- [MATERIAL PROVIDED]
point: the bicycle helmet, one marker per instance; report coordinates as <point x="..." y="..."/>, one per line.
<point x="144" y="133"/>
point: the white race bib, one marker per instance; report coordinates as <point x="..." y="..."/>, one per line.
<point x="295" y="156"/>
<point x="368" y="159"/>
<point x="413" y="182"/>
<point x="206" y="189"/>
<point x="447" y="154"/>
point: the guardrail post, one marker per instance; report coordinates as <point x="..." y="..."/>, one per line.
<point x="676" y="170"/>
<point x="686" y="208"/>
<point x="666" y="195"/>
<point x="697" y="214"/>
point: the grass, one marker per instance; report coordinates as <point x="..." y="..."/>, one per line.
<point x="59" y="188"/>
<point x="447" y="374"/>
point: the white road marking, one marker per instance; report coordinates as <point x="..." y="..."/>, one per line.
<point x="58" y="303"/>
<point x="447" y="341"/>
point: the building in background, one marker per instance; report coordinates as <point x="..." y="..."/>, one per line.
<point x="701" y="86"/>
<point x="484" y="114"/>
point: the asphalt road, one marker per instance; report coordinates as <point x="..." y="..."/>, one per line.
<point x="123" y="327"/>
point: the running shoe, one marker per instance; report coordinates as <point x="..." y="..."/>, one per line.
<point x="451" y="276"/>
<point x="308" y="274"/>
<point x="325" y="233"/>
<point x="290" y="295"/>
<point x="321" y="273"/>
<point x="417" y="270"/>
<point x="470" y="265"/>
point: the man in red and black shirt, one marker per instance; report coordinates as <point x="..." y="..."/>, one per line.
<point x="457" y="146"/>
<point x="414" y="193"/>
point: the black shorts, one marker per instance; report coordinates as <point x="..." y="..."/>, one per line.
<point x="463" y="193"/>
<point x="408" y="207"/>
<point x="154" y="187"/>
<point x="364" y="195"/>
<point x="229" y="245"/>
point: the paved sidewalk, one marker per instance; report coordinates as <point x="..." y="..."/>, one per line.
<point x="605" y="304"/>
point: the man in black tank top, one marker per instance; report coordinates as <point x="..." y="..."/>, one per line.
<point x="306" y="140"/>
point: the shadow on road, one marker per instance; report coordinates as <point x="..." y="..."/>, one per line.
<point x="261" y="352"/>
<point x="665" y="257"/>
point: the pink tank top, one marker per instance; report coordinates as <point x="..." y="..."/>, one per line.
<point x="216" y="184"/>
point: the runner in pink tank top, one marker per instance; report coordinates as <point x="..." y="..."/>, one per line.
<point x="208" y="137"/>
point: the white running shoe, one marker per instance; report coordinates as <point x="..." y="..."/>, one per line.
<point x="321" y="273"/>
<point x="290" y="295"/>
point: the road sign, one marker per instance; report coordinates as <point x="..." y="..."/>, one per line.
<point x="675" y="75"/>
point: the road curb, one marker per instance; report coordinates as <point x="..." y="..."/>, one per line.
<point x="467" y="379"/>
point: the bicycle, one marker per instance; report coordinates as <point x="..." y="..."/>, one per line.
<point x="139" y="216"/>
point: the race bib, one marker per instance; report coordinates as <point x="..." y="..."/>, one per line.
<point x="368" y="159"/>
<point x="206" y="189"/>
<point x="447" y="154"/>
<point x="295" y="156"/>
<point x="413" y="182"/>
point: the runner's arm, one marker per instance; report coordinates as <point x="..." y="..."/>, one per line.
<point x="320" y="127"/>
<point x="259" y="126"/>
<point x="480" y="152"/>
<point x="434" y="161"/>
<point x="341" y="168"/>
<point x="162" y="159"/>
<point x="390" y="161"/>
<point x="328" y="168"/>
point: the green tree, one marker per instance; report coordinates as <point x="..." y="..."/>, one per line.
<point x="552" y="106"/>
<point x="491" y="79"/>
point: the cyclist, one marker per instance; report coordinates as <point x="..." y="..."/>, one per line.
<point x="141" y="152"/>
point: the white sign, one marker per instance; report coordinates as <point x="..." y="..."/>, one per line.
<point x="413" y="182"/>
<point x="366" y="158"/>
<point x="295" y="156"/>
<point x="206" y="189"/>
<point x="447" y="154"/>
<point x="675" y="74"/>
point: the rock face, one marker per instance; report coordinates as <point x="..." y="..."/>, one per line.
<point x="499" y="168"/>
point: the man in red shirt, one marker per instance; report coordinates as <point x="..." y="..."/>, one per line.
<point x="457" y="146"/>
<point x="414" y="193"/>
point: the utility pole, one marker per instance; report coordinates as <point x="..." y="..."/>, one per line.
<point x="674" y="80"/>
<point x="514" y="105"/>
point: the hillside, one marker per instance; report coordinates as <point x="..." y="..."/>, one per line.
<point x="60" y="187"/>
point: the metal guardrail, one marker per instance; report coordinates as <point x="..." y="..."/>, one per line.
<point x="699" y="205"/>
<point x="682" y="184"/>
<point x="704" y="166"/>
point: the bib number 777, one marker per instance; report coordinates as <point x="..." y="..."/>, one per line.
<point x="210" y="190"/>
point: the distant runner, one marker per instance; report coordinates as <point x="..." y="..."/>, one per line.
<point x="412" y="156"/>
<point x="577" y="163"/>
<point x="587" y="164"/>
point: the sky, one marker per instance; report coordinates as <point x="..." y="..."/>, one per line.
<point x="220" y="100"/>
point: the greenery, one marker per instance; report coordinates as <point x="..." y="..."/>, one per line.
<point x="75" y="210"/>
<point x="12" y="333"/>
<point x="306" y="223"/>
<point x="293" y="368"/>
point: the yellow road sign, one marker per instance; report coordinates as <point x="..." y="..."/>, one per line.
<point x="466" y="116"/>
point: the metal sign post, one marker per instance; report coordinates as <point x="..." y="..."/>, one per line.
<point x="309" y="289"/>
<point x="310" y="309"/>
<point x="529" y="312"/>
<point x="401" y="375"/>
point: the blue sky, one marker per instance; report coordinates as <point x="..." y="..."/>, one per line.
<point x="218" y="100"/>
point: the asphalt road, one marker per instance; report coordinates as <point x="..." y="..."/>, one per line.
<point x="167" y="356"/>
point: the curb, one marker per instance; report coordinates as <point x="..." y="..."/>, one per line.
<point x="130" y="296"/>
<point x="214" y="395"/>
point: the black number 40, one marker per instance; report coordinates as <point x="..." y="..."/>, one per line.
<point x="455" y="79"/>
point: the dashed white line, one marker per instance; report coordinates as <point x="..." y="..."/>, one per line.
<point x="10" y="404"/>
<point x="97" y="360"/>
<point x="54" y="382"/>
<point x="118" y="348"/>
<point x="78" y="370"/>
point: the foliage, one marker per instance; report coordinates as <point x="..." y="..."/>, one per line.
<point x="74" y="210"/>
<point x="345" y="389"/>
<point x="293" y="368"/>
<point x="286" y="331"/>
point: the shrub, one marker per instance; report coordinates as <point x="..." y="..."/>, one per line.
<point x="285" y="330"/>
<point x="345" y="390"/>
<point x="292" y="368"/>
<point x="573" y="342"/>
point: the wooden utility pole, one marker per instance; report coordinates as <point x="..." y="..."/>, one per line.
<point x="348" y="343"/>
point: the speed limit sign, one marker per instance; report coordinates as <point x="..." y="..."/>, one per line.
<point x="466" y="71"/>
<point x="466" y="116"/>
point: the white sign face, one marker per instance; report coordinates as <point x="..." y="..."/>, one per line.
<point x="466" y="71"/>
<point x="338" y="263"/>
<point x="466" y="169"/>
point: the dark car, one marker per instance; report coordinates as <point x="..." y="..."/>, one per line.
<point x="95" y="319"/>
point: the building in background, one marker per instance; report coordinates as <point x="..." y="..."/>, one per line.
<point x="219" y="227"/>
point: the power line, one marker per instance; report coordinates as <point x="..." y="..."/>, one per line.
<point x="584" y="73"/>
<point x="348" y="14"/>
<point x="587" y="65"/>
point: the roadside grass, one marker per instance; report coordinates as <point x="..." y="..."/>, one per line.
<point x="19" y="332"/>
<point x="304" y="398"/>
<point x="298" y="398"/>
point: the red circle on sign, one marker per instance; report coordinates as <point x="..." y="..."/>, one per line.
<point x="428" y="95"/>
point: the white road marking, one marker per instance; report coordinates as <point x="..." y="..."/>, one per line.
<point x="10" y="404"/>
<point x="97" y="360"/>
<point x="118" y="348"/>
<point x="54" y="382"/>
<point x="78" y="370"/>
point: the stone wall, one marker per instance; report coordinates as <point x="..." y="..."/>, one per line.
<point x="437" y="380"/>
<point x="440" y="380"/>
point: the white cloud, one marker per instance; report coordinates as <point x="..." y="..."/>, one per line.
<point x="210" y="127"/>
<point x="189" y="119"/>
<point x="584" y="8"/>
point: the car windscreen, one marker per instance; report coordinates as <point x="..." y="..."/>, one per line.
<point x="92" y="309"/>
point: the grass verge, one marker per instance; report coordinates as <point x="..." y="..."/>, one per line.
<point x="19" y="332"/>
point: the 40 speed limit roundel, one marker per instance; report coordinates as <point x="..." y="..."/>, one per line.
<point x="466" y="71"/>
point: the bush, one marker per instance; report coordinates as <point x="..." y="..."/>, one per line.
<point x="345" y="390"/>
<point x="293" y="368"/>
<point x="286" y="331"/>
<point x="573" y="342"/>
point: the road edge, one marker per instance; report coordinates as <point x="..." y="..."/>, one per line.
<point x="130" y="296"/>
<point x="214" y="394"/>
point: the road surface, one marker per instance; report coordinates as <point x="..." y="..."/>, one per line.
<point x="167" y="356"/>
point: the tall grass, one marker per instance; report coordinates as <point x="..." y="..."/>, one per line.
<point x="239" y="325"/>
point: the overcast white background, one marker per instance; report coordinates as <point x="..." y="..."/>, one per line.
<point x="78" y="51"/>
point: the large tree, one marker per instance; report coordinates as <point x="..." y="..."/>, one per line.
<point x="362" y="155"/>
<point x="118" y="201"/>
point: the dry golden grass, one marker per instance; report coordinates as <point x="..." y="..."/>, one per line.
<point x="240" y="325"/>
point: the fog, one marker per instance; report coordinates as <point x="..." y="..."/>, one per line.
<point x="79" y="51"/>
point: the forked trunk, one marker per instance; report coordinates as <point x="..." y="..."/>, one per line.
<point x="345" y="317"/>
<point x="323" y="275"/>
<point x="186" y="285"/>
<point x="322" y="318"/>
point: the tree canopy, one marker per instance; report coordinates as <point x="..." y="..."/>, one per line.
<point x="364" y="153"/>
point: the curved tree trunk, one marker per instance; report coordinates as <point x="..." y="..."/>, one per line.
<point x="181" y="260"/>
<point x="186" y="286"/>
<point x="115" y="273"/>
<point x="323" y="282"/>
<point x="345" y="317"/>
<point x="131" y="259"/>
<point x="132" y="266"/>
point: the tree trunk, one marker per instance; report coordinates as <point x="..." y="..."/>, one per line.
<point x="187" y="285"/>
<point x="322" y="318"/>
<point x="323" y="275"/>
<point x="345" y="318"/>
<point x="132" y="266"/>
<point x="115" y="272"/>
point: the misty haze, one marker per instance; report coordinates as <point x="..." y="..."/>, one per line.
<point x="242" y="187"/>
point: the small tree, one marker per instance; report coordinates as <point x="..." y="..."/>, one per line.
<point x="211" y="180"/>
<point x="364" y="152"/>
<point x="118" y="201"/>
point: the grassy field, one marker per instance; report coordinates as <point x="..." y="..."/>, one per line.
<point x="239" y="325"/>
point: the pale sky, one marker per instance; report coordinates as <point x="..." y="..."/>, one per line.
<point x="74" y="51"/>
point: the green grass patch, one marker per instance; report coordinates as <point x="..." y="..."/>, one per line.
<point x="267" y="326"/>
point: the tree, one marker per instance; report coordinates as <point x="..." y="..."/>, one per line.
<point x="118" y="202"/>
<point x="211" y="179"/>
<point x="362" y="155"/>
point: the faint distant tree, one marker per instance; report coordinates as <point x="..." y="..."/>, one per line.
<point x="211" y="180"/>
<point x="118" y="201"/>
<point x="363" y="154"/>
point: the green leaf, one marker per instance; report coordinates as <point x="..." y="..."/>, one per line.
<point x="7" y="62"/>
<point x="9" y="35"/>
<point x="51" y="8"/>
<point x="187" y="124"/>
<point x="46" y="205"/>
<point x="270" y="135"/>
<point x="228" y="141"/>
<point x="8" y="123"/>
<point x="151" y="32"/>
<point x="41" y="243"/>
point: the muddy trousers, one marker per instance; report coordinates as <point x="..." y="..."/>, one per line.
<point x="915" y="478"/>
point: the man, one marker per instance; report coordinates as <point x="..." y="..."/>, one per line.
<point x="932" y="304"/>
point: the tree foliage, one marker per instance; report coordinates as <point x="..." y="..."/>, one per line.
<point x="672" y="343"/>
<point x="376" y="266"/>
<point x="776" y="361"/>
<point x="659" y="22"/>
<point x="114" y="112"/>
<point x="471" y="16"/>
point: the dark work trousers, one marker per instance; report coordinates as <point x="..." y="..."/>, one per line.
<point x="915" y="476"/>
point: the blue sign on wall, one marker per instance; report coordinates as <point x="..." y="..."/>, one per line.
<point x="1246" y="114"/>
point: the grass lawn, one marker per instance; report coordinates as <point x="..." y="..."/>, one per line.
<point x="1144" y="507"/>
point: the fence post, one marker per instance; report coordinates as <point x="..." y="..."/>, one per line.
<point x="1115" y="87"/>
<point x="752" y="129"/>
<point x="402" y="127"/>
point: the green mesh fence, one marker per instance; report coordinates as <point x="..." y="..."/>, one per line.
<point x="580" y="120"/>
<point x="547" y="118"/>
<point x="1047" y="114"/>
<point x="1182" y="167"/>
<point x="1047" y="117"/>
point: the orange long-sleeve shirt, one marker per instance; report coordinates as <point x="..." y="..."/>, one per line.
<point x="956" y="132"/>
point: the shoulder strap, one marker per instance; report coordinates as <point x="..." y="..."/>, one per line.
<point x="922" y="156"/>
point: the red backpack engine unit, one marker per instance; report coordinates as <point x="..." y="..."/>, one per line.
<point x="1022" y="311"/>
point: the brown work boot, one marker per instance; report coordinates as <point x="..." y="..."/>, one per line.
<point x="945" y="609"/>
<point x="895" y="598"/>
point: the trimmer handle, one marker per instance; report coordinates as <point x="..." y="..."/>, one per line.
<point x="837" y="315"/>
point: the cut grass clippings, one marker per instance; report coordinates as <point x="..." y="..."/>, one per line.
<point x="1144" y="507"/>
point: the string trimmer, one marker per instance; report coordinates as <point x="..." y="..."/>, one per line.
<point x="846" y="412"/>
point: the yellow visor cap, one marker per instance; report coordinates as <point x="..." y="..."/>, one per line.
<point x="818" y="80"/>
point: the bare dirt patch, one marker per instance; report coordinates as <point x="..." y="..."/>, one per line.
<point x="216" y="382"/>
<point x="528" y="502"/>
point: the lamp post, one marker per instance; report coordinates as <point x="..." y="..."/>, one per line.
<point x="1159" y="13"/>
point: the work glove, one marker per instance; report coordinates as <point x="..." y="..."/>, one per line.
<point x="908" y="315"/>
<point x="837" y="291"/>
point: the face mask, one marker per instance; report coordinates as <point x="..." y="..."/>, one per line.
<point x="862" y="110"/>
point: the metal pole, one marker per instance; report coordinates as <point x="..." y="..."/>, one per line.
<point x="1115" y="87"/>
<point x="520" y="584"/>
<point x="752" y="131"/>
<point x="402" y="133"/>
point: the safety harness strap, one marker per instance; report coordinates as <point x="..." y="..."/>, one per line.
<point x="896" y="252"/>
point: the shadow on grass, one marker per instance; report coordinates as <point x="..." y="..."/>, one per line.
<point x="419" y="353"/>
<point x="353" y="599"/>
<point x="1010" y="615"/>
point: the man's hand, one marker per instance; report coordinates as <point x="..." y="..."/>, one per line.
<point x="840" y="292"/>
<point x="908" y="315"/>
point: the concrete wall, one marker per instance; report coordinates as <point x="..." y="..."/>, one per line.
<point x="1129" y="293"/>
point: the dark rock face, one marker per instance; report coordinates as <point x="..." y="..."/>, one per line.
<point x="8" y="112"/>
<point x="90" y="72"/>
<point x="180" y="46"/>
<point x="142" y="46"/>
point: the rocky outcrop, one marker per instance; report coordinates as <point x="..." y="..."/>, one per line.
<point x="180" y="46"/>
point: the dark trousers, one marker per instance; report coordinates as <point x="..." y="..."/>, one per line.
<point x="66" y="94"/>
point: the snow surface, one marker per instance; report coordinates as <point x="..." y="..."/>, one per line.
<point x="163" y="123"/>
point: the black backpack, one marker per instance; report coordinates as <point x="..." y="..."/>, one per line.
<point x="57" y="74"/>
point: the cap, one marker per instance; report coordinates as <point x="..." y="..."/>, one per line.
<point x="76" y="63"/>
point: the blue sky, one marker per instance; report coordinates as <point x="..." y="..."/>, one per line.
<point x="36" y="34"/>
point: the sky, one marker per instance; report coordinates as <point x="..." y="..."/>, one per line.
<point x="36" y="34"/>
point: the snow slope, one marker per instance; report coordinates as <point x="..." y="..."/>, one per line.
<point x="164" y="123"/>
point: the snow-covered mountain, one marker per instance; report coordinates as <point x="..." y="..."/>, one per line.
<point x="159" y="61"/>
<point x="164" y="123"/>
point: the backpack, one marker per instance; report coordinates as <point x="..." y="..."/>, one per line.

- [REQUIRED ACTION] Write out exactly the lines from the line containing "point: the snow surface, one" to the end of the listing above, both included, and nothing else.

- [YOUR SOLUTION]
point: the snow surface, one marker per instance; report coordinates as <point x="..." y="..."/>, one per line.
<point x="163" y="123"/>
point: the black backpack, one marker per instance; report coordinates as <point x="..." y="..."/>, one per line.
<point x="57" y="74"/>
point: the cap, one marker per instance; report coordinates as <point x="..." y="..."/>, one per line.
<point x="76" y="63"/>
point: the blue sky, one marker per instance; report coordinates as <point x="..." y="..."/>, one per line.
<point x="36" y="34"/>
point: the sky, one marker per instance; report coordinates as <point x="..." y="..."/>, one per line.
<point x="36" y="34"/>
point: the snow slope, one marker per instance; report coordinates as <point x="..." y="..."/>, one per line.
<point x="164" y="123"/>
point: the snow-covered mountain, one marker per instance; report coordinates as <point x="..." y="..."/>, one per line.
<point x="159" y="61"/>
<point x="164" y="123"/>
point: the backpack, one marker per instance; report coordinates as <point x="..." y="..."/>, one per line.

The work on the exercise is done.